Uit te voeren werk:
1. Som op onder welke voorwaarden bedrijven met melkvee volgens het fragment over de melkveefosfaatreferentie vanaf 2015 nog mogen groeien.
2. Neem uit het fragment over de melkveefosfaatreferentie letterlijk de tekst over van "De melkveefosfaatreferentie  = de" tot en met "in gebruik was.".

Verstrekt fragment:
****************************************

Bedrijven met melkvee mogen vanaf 2015 alleen nog groeien als er voldoende grond bij het bedrijf in gebruik is om de extra mest aan te wenden. Of als het bedrijf de extra geproduceerde mest volledig laat verwerken. Een combinatie van grond en mestverwerking om de extra mest te verantwoorden is ook mogelijk.

Het kenmerk dat wordt gebruikt om te bepalen of een bedrijf is gegroeid wordt de melkveefosfaatreferentie genoemd. Dit cijfer is dus van groot belang voor de toekomst van een bedrijf. Binnenkort stuurt RVO aan elk melkveebedrijf een kennisgeving van de voor het bedrijf berekende melkveefosfaatreferentie.

De melkveefosfaatreferentie is de maat voor het door melkvee geproduceerde fosfaatoverschot in 2013 en wordt berekend als:

De melkveefosfaatreferentie  = de mestproductie (in kilogram fosfaat) van het in 2013 op het bedrijf gehouden melkvee – de fosfaatruimte op basis van de oppervlakte grond die in 2013 bij het bedrijf in gebruik was.

****************************************

Weergegeven items:
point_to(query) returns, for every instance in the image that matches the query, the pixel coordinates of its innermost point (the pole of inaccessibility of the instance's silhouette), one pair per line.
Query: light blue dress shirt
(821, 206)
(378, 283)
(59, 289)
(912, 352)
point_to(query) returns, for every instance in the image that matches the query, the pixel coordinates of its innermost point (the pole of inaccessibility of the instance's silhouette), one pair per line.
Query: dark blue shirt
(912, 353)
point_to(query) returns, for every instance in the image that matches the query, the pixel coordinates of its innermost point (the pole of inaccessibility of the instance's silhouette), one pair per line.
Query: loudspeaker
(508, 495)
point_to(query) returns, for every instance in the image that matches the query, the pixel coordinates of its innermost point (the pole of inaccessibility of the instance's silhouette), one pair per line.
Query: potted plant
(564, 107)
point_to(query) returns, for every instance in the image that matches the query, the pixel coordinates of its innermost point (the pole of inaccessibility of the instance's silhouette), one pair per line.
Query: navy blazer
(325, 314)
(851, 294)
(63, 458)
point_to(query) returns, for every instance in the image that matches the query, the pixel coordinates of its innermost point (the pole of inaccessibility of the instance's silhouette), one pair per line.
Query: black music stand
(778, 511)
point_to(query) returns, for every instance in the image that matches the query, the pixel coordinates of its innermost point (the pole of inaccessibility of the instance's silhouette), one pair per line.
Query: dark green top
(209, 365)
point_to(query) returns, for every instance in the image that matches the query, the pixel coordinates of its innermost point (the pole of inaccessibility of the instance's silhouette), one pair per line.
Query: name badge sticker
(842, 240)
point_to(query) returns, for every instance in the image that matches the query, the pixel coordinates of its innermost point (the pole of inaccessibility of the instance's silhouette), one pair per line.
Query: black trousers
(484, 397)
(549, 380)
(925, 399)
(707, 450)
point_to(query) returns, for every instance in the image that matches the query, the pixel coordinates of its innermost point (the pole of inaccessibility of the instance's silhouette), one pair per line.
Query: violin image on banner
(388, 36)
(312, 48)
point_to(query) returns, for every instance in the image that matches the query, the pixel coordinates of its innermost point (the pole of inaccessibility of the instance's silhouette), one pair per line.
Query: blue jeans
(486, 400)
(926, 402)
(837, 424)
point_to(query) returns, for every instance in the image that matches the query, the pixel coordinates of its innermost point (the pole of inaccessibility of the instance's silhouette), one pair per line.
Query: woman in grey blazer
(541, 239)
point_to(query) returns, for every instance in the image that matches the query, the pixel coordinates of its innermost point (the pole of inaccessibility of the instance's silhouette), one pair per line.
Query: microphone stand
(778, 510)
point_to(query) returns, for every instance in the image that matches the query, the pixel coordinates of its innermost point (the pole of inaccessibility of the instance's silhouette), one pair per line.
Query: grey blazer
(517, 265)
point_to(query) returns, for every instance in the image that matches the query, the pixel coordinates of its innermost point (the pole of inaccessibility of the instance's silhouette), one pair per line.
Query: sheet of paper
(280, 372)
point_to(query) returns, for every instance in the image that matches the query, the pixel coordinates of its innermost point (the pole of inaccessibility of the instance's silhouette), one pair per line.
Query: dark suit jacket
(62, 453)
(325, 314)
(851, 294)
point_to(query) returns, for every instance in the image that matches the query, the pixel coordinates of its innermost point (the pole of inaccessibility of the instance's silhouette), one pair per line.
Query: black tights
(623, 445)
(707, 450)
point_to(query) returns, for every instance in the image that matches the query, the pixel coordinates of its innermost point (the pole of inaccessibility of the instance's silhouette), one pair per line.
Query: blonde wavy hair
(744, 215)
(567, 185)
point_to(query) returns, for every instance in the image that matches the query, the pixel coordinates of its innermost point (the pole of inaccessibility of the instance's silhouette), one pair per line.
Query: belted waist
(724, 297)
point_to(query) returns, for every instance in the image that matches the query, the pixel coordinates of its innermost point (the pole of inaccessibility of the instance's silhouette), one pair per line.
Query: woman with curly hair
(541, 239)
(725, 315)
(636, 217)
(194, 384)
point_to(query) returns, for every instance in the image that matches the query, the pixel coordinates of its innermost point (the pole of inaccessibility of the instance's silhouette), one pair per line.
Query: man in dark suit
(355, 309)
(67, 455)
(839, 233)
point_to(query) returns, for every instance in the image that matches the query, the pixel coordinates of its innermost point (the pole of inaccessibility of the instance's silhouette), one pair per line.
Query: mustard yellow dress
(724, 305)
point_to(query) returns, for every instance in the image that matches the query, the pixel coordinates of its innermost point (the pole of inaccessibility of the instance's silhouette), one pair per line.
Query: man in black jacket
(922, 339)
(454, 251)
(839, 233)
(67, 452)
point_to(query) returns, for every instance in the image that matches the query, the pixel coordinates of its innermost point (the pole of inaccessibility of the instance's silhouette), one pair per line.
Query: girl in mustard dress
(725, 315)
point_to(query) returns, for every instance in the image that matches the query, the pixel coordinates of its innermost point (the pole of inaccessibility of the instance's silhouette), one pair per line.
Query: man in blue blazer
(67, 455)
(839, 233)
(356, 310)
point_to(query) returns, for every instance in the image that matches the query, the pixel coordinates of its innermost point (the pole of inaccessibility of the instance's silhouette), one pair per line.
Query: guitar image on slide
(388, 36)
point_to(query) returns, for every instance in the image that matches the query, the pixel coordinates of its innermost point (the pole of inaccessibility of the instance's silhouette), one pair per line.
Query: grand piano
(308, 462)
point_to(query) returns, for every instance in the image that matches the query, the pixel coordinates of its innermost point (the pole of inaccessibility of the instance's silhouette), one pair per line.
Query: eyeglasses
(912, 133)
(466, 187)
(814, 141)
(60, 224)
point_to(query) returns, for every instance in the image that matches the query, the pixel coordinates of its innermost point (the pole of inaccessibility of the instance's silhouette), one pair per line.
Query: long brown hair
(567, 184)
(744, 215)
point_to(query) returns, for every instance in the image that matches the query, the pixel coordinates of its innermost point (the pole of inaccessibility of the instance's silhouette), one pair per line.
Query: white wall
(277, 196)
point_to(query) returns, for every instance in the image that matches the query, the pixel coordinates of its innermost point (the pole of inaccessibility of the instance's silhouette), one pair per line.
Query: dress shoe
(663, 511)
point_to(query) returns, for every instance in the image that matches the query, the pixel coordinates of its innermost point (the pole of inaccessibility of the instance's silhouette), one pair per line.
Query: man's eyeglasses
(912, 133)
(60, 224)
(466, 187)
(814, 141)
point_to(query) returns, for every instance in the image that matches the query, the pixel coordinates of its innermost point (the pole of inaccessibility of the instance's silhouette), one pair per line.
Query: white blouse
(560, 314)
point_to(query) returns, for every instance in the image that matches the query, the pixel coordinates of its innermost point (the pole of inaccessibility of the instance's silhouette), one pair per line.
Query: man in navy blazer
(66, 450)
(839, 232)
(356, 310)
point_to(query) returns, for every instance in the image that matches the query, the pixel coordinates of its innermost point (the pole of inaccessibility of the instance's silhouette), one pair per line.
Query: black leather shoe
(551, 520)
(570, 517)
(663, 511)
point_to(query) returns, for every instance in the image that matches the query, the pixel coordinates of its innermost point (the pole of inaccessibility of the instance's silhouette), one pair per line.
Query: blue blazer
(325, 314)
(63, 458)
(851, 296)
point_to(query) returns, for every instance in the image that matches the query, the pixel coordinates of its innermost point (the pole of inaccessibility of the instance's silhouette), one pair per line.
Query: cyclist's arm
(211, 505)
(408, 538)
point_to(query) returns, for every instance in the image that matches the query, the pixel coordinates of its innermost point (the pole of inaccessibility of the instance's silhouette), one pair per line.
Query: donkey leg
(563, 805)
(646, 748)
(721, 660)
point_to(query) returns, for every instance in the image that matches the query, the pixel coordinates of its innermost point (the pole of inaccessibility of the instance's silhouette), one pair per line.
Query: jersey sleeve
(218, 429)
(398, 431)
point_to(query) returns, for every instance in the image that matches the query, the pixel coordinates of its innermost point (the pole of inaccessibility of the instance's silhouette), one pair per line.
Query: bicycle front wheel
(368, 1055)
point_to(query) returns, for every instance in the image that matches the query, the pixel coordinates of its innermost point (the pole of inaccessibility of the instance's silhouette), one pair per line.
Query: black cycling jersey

****************************************

Schriftelijke antwoorden:
1.
- Er is voldoende grond bij het bedrijf in gebruik om de extra mest aan te wenden.
- Het bedrijf laat de extra geproduceerde mest volledig verwerken.
- Het bedrijf verantwoordt de extra mest met een combinatie van grond en mestverwerking.

2.
De melkveefosfaatreferentie  = de mestproductie (in kilogram fosfaat) van het in 2013 op het bedrijf gehouden melkvee – de fosfaatruimte op basis van de oppervlakte grond die in 2013 bij het bedrijf in gebruik was.